* [Bloque de texto]
╭──

Los neorrepublicanos que han surgido como hongos en estos días, no sé si han pensado la alternativa. Nadie duda que el mayor sueño del actual inquilino de la Moncloa sería ser el primer presidente de la Tercera República

Hemos vivido esta semana en España uno de los mayores atentados contra los derechos de la ciudadanía de nuestra historia contemporánea, comparable, tal vez, a la doble supresión de la Constitución de Cádiz por parte de Fernando VII. La Ley de Amnistía, que el presidente del Gobierno y su partido tildaban, hace no demasiado tiempo, de inconstitucional, se ha aprobado, acabando con la igualdad jurídica entre quienes somos el sujeto de la soberanía nacional, el pueblo español -a pesar de las falacias que se repiten de que reside en el Congreso ¿y no en el Senado? -, haciendo que unos políticos puedan quedar impunes, sólo por la necesidad actual de quien detenta el poder, pero que no puede gobernar, de mantenerse en él.

╰──

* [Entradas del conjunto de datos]
╭──

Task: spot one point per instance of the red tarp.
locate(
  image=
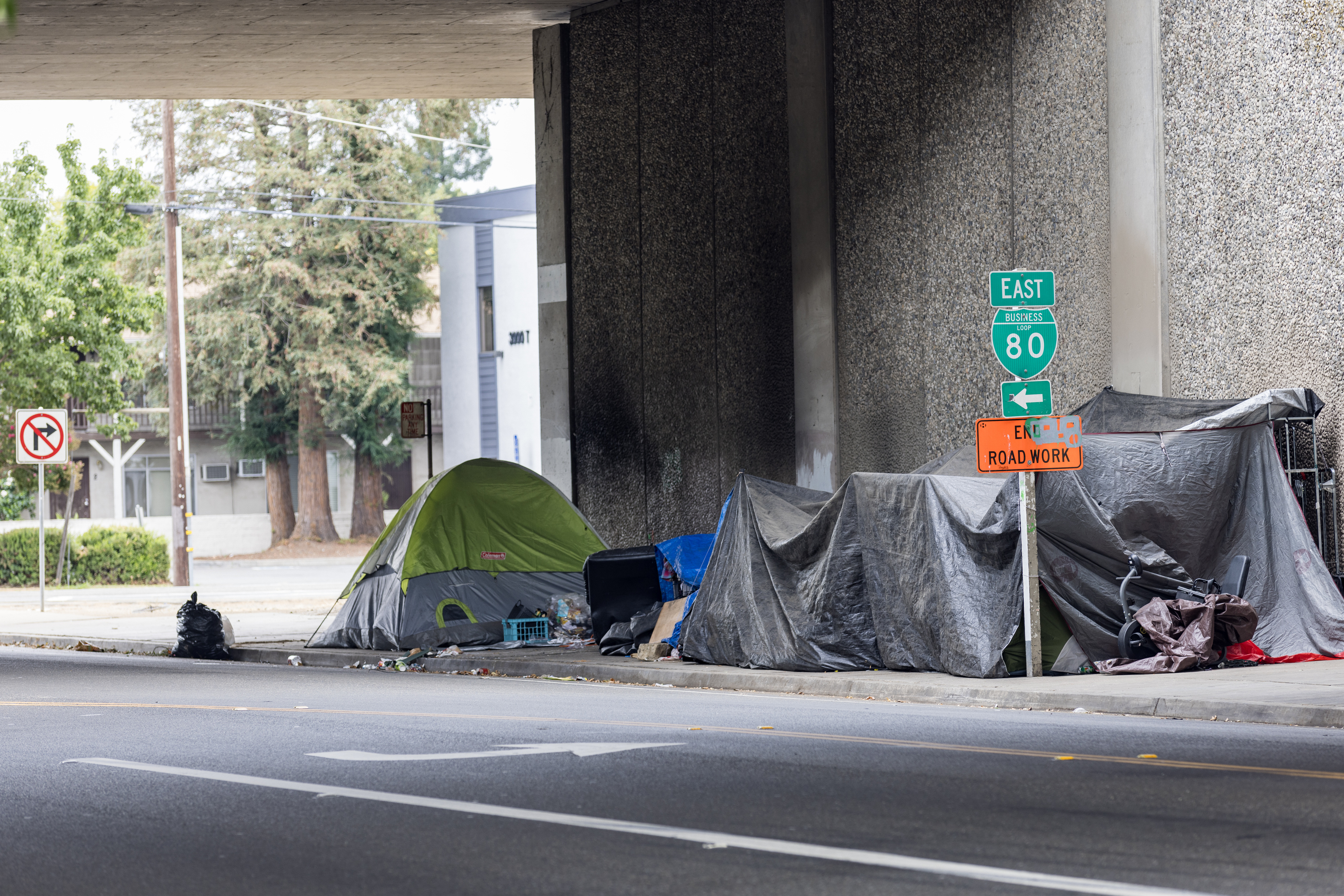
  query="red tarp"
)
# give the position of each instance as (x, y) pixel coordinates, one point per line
(1248, 651)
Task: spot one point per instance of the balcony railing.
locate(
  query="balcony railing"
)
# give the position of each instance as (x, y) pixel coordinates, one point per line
(199, 417)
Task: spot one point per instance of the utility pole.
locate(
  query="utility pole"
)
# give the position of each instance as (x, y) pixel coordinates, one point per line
(175, 361)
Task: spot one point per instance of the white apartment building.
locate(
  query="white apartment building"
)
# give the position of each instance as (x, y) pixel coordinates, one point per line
(490, 338)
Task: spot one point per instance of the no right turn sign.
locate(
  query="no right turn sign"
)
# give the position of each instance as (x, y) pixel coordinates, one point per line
(41, 437)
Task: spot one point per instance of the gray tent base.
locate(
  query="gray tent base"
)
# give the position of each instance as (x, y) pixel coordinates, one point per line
(463, 608)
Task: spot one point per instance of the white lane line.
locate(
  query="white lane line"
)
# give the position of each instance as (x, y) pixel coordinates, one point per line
(759, 844)
(514, 750)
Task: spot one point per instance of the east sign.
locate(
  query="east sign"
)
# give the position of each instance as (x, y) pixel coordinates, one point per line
(1025, 340)
(1022, 288)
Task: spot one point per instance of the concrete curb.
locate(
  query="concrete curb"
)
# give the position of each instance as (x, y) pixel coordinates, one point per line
(115, 645)
(879, 686)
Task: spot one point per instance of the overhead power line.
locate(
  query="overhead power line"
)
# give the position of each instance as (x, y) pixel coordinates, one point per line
(148, 209)
(358, 124)
(369, 218)
(349, 199)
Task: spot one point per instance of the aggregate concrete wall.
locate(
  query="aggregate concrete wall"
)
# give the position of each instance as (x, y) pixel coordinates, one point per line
(969, 138)
(1255, 134)
(681, 297)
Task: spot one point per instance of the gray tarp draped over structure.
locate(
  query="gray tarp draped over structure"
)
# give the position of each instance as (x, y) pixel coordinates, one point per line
(904, 571)
(1186, 502)
(924, 570)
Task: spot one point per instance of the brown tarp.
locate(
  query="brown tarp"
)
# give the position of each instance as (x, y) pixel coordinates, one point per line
(1187, 633)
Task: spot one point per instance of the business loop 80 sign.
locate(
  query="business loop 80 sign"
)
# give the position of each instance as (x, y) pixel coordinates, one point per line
(1025, 340)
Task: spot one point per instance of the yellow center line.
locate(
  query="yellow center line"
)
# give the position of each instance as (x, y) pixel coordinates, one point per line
(801, 735)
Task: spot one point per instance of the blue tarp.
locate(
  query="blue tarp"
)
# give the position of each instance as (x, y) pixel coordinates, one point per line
(689, 557)
(685, 557)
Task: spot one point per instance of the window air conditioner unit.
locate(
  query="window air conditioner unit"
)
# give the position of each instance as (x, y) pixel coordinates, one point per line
(214, 472)
(252, 469)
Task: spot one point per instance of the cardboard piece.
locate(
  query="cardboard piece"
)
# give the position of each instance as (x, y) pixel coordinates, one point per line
(671, 614)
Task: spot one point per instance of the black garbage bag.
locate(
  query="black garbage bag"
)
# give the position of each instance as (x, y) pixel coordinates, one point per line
(624, 639)
(201, 632)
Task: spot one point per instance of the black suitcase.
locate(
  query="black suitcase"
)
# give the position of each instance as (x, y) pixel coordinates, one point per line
(620, 583)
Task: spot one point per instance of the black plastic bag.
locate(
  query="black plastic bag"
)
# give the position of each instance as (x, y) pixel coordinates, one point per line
(624, 639)
(201, 632)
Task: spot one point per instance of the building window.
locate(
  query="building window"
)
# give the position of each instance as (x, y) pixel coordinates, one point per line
(487, 295)
(147, 483)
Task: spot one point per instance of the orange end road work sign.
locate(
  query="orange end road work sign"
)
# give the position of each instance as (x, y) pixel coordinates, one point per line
(1007, 445)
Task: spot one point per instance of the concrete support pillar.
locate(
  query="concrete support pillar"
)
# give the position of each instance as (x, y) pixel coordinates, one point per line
(1140, 356)
(552, 97)
(812, 221)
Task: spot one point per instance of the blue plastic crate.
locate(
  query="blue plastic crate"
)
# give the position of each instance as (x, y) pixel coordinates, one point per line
(527, 629)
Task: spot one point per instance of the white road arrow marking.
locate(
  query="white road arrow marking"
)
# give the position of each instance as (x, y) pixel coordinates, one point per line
(1023, 399)
(1011, 876)
(514, 750)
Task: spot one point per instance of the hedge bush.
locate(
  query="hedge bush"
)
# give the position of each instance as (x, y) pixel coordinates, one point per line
(104, 555)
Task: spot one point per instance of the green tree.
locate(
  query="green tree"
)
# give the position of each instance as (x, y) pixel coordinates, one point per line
(314, 314)
(64, 304)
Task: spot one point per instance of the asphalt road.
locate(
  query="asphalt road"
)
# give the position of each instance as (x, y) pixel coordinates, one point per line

╰──

* [Reto]
Transcribe del texto sobre la Ley de Amnistía el pasaje que va desde "Hemos vivido esta" hasta "mantenerse en él.", sin alterar una sola palabra.

* [Respuesta escrita]
Hemos vivido esta semana en España uno de los mayores atentados contra los derechos de la ciudadanía de nuestra historia contemporánea, comparable, tal vez, a la doble supresión de la Constitución de Cádiz por parte de Fernando VII. La Ley de Amnistía, que el presidente del Gobierno y su partido tildaban, hace no demasiado tiempo, de inconstitucional, se ha aprobado, acabando con la igualdad jurídica entre quienes somos el sujeto de la soberanía nacional, el pueblo español -a pesar de las falacias que se repiten de que reside en el Congreso ¿y no en el Senado? -, haciendo que unos políticos puedan quedar impunes, sólo por la necesidad actual de quien detenta el poder, pero que no puede gobernar, de mantenerse en él.